# Pull a non-fire curtain in a fire?



## Jay Ashworth (May 26, 2015)

My house has a low enough backstage ceiling (as I understand the rule) that it doesn't have a separate Fire Curtain, in addition to the horizontal-travel scene curtain.

When I start each show, I remind my LBO that if I have to call a fire evac, their job is to switch the house lights to architectural, and then get the hell out of the booth; I will make an evac announcement over the PA (I *never* work a booth without a mic in it), and then follow them.

But there's a question that was just brought to my mind by the Fire Hose thread elsewhere this week:

Do we pull the curtain? Does it help?

I'm sure it was treated in some fashion; it's a commercial proscenium curtain. It is 15 years old, and probably has never been re-treated.


----------



## StradivariusBone (May 26, 2015)

As I understand it, a large part of what a fire curtain does is to prevent smoke from entering the audience area, coupled with roof vents to evacuate smoke through the top of the stage creating a draft to draw all the bad air up and out which gives time to egress. I know with our main rag in the air flow around the sides of the curtain is very noticeable with the HVAC running. I'm guessing for our situation it would not serve as an adequate smoke barrier.


----------



## Footer (May 26, 2015)

Get your curtains retreated first. This should be done every 5 years unless they are IFR. After you have taken steps to prevent the spread of fire you can then figure out what to do if there is one. 

I wouldn't bring it in though. You would just be adding ore fuel to the ground. 

Finally, get a bull horn. Don't expect your PA to work in an emergency.


----------



## BillConnerFASTC (May 26, 2015)

I don't think the time it would take to close a house curtain would be worth it (unless it was a fire and this made it possible to extinguish). It does bring a potential combustible (don't believe that flame retardant does much) closer to the audience, probably a bad thing.

If your vents in the stage roof had a manual means to open them from the stage floor - as is required by building and fire codes but probably not ever installed a lot of times - the time to open them would be much more useful to protecting the occupants. The automatic opening - heat detectors or fusible links - are unlikely to open the vents before everyone has egressed.

● What the exercise asks: Edit the fire curtain thread by writing out the passage starting at "## Footer (May" and ending at "there is one.", with "curtains" changed to "drapes". The lines that come next are separate material, unrelated to the fire curtain thread.

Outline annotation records
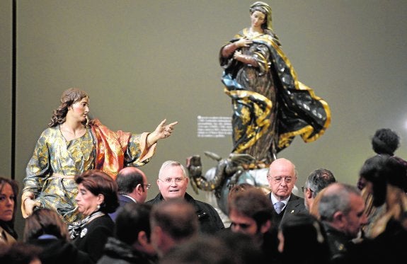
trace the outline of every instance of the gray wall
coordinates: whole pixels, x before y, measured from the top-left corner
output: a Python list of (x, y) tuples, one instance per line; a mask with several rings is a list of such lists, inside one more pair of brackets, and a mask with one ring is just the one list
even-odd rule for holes
[[(8, 2), (0, 1), (2, 36), (4, 27), (9, 35)], [(158, 191), (155, 180), (163, 161), (185, 162), (207, 150), (227, 156), (231, 138), (197, 138), (196, 120), (231, 115), (218, 52), (250, 25), (253, 2), (17, 1), (16, 178), (24, 177), (61, 93), (72, 86), (89, 93), (92, 116), (113, 130), (151, 131), (164, 118), (179, 121), (142, 168), (154, 187), (149, 199)], [(389, 127), (406, 137), (407, 1), (268, 2), (275, 31), (299, 81), (332, 111), (331, 125), (321, 139), (305, 144), (297, 138), (279, 157), (297, 165), (298, 186), (319, 167), (353, 184), (363, 161), (373, 154), (370, 138), (377, 128)], [(1, 41), (6, 62), (0, 66), (6, 124), (0, 151), (6, 154), (0, 162), (8, 173), (3, 166), (10, 161), (10, 46), (6, 38)], [(407, 157), (407, 143), (401, 144), (396, 154)], [(204, 158), (203, 166), (206, 170), (214, 163)], [(202, 192), (190, 193), (205, 199)]]

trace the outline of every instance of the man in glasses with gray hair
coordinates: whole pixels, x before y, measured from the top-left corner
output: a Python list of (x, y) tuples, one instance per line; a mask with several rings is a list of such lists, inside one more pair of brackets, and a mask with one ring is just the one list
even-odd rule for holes
[(292, 193), (297, 174), (294, 163), (287, 159), (277, 159), (270, 165), (267, 180), (271, 192), (268, 197), (273, 205), (273, 220), (276, 227), (290, 214), (308, 212), (304, 198)]
[(224, 228), (217, 212), (210, 204), (194, 199), (187, 193), (189, 178), (185, 168), (178, 161), (167, 161), (159, 172), (157, 185), (160, 193), (147, 203), (156, 205), (163, 201), (183, 198), (193, 205), (202, 233), (214, 234)]

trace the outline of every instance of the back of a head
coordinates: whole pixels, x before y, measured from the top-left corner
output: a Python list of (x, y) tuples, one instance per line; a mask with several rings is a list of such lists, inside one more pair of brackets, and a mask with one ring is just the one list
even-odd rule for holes
[(127, 245), (132, 245), (141, 231), (150, 237), (149, 217), (151, 205), (129, 202), (119, 209), (115, 221), (115, 237)]
[(386, 155), (375, 155), (367, 159), (360, 171), (360, 176), (372, 183), (373, 205), (380, 206), (386, 200), (386, 184), (407, 190), (406, 167), (397, 159)]
[(356, 186), (345, 183), (336, 183), (326, 187), (318, 203), (321, 220), (332, 222), (334, 214), (338, 211), (347, 214), (351, 209), (351, 194), (360, 195), (360, 192)]
[[(17, 242), (11, 245), (0, 246), (0, 263), (4, 264), (30, 264), (38, 260), (41, 249), (33, 245)], [(33, 262), (32, 262), (33, 261)]]
[(92, 169), (75, 176), (75, 183), (82, 184), (94, 195), (103, 195), (103, 203), (100, 211), (105, 214), (112, 213), (119, 207), (117, 184), (105, 172)]
[(24, 241), (37, 239), (42, 235), (51, 235), (57, 239), (69, 240), (68, 227), (54, 210), (42, 208), (35, 210), (25, 219)]
[(139, 184), (143, 184), (143, 172), (135, 167), (124, 168), (116, 177), (118, 193), (131, 193)]
[(336, 179), (331, 171), (318, 168), (308, 176), (306, 187), (312, 190), (312, 197), (315, 197), (322, 189), (336, 182)]
[(376, 130), (372, 138), (372, 147), (378, 154), (393, 156), (399, 148), (400, 138), (399, 135), (389, 128), (381, 128)]
[(195, 208), (182, 198), (155, 205), (151, 210), (150, 224), (151, 229), (161, 227), (176, 241), (191, 239), (198, 234), (198, 219)]
[(290, 220), (280, 226), (284, 236), (285, 263), (328, 263), (329, 246), (319, 221), (307, 214), (293, 214)]
[(271, 202), (263, 190), (257, 188), (236, 192), (229, 201), (229, 210), (253, 219), (258, 226), (270, 220), (273, 215)]
[(160, 260), (166, 264), (235, 264), (233, 252), (214, 236), (199, 236), (174, 247)]

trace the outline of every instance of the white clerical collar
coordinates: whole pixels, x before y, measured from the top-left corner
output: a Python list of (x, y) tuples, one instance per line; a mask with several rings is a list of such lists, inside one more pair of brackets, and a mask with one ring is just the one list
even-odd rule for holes
[(288, 200), (290, 200), (290, 196), (291, 196), (291, 195), (287, 198), (280, 201), (275, 197), (275, 196), (274, 196), (274, 194), (273, 193), (271, 193), (271, 195), (270, 195), (270, 197), (271, 198), (271, 204), (273, 205), (274, 205), (277, 202), (284, 202), (284, 205), (285, 206), (285, 205), (287, 205), (287, 203), (288, 202)]
[(123, 196), (125, 196), (125, 197), (127, 197), (127, 198), (130, 198), (130, 199), (131, 199), (131, 200), (132, 200), (132, 201), (134, 202), (135, 203), (137, 203), (137, 201), (136, 201), (136, 200), (135, 200), (134, 198), (133, 198), (132, 197), (131, 197), (131, 196), (129, 196), (129, 195), (123, 195)]

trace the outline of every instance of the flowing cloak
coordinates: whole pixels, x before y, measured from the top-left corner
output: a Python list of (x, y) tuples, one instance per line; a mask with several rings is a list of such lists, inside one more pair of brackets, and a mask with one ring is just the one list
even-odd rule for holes
[(224, 45), (219, 54), (224, 92), (234, 110), (232, 152), (249, 154), (268, 164), (295, 136), (305, 142), (319, 138), (331, 123), (331, 110), (325, 101), (297, 80), (271, 35), (252, 38), (251, 47), (241, 49), (256, 59), (256, 67), (234, 59), (233, 54), (222, 57), (224, 46), (244, 37), (248, 38), (248, 28)]
[(32, 196), (42, 207), (55, 210), (71, 223), (80, 219), (76, 210), (78, 193), (76, 175), (89, 169), (98, 169), (115, 178), (125, 166), (140, 166), (153, 156), (156, 143), (147, 147), (148, 133), (140, 134), (113, 132), (98, 120), (89, 122), (82, 137), (67, 141), (59, 126), (42, 132), (26, 168), (23, 180), (21, 210), (24, 199)]

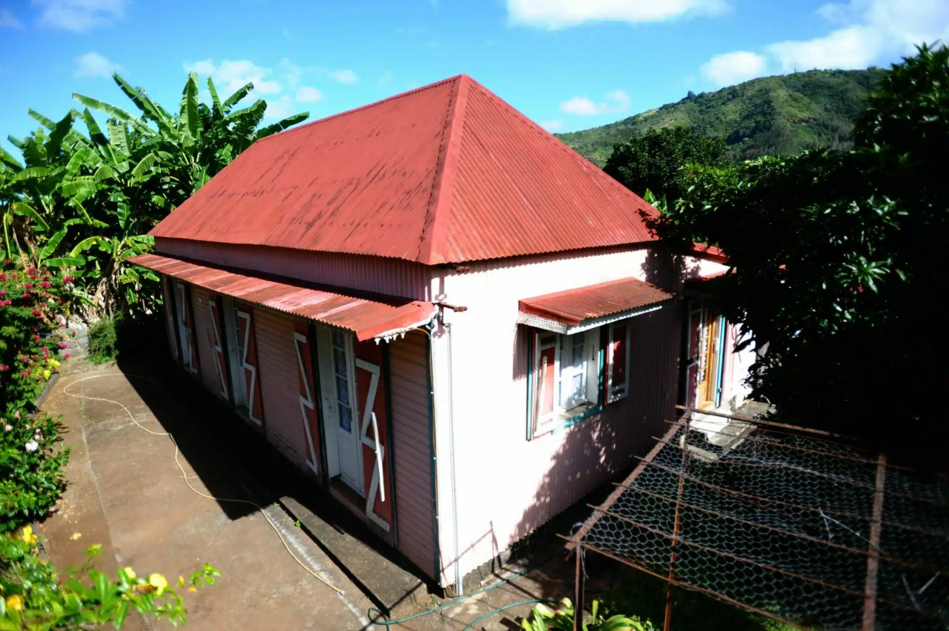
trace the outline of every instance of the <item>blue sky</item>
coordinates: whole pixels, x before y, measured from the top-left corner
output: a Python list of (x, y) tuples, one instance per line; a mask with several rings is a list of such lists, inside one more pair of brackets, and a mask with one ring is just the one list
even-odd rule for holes
[[(80, 92), (177, 108), (188, 69), (322, 118), (461, 72), (551, 131), (755, 76), (898, 61), (949, 41), (945, 0), (0, 0), (0, 138)], [(248, 102), (250, 102), (250, 101)], [(12, 147), (3, 141), (8, 150)]]

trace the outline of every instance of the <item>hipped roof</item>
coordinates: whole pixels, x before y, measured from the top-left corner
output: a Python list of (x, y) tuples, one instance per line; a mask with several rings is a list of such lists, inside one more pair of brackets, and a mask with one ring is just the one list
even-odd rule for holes
[(655, 214), (459, 75), (255, 142), (151, 234), (437, 265), (651, 241)]

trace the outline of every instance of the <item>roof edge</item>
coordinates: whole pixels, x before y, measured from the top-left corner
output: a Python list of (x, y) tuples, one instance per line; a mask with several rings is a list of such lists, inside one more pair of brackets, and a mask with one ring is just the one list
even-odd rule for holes
[(455, 94), (448, 105), (448, 114), (445, 118), (445, 131), (438, 152), (435, 181), (432, 184), (432, 195), (429, 198), (429, 217), (426, 218), (426, 226), (422, 229), (419, 256), (416, 259), (425, 265), (446, 262), (443, 255), (437, 255), (436, 252), (442, 251), (441, 246), (447, 237), (448, 213), (451, 195), (455, 190), (456, 167), (458, 163), (458, 154), (461, 153), (465, 109), (473, 80), (468, 75), (459, 75), (456, 81)]
[[(346, 116), (347, 114), (352, 114), (353, 112), (360, 112), (363, 109), (369, 109), (370, 107), (375, 107), (376, 105), (381, 105), (390, 101), (395, 101), (397, 99), (401, 99), (403, 97), (408, 97), (417, 92), (423, 92), (424, 90), (431, 89), (433, 87), (437, 87), (439, 85), (444, 85), (445, 84), (450, 84), (455, 81), (460, 81), (468, 77), (466, 74), (455, 75), (454, 77), (449, 77), (448, 79), (442, 79), (441, 81), (437, 81), (434, 84), (428, 84), (427, 85), (421, 85), (420, 87), (414, 87), (411, 90), (405, 90), (404, 92), (400, 92), (399, 94), (393, 94), (391, 97), (385, 97), (384, 99), (380, 99), (379, 101), (374, 101), (371, 103), (366, 103), (364, 105), (360, 105), (359, 107), (353, 107), (352, 109), (347, 109), (343, 112), (337, 112), (336, 114), (330, 114), (329, 116), (325, 116), (322, 119), (317, 119), (316, 121), (310, 121), (309, 122), (305, 122), (302, 125), (296, 125), (295, 127), (290, 127), (289, 129), (285, 129), (277, 134), (270, 134), (270, 136), (265, 136), (264, 138), (257, 140), (257, 142), (265, 142), (271, 139), (275, 139), (278, 136), (285, 137), (287, 134), (292, 134), (298, 129), (305, 129), (307, 127), (312, 127), (313, 125), (318, 125), (321, 122), (326, 122), (326, 121), (331, 121), (332, 119), (338, 119), (341, 116)], [(469, 77), (470, 79), (470, 77)], [(256, 142), (254, 143), (256, 144)]]

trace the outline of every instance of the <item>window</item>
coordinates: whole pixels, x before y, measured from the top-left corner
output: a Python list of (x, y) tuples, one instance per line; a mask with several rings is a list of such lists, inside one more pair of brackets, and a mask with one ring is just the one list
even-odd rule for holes
[(529, 437), (626, 397), (630, 330), (628, 320), (569, 335), (532, 329)]

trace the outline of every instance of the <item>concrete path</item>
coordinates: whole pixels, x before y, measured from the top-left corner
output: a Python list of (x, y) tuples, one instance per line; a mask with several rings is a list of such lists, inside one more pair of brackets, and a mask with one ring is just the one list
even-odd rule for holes
[[(108, 571), (134, 566), (140, 572), (159, 571), (174, 581), (211, 563), (223, 577), (210, 588), (186, 594), (186, 628), (191, 631), (384, 628), (368, 624), (371, 602), (345, 573), (272, 497), (262, 496), (259, 489), (246, 482), (240, 462), (215, 448), (217, 440), (209, 433), (208, 419), (193, 416), (193, 410), (206, 408), (178, 399), (174, 390), (160, 383), (123, 374), (114, 364), (70, 363), (72, 371), (65, 372), (43, 405), (45, 411), (63, 416), (65, 440), (73, 449), (66, 470), (69, 486), (57, 511), (41, 526), (47, 549), (58, 567), (82, 564), (84, 550), (95, 543), (104, 550), (98, 566)], [(214, 424), (211, 428), (217, 431)], [(294, 561), (259, 510), (208, 499), (190, 490), (175, 462), (176, 445), (163, 436), (166, 432), (175, 436), (180, 447), (178, 461), (196, 491), (214, 497), (253, 499), (266, 506), (293, 553), (344, 593), (337, 594)], [(72, 539), (76, 532), (82, 537)], [(554, 543), (550, 549), (558, 546)], [(568, 570), (562, 560), (555, 560), (512, 584), (391, 628), (462, 631), (497, 607), (569, 595), (572, 587), (565, 580)], [(442, 603), (429, 597), (425, 603), (407, 603), (393, 614), (405, 617)], [(530, 605), (520, 605), (470, 628), (515, 629), (517, 616), (530, 609)], [(123, 628), (138, 631), (170, 628), (170, 624), (140, 619)]]

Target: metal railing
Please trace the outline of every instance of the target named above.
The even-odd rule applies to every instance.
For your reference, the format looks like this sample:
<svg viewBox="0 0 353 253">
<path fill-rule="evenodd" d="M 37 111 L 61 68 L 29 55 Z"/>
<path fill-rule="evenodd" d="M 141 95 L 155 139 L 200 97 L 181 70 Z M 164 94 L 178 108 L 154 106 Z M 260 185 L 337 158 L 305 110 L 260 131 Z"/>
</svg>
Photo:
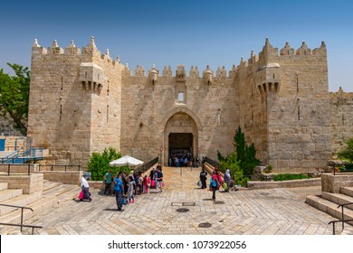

● Response:
## Footer (May 26, 2015)

Get your drapes retreated first. This should be done every 5 years unless they are IFR. After you have taken steps to prevent the spread of fire you can then figure out what to do if there is one.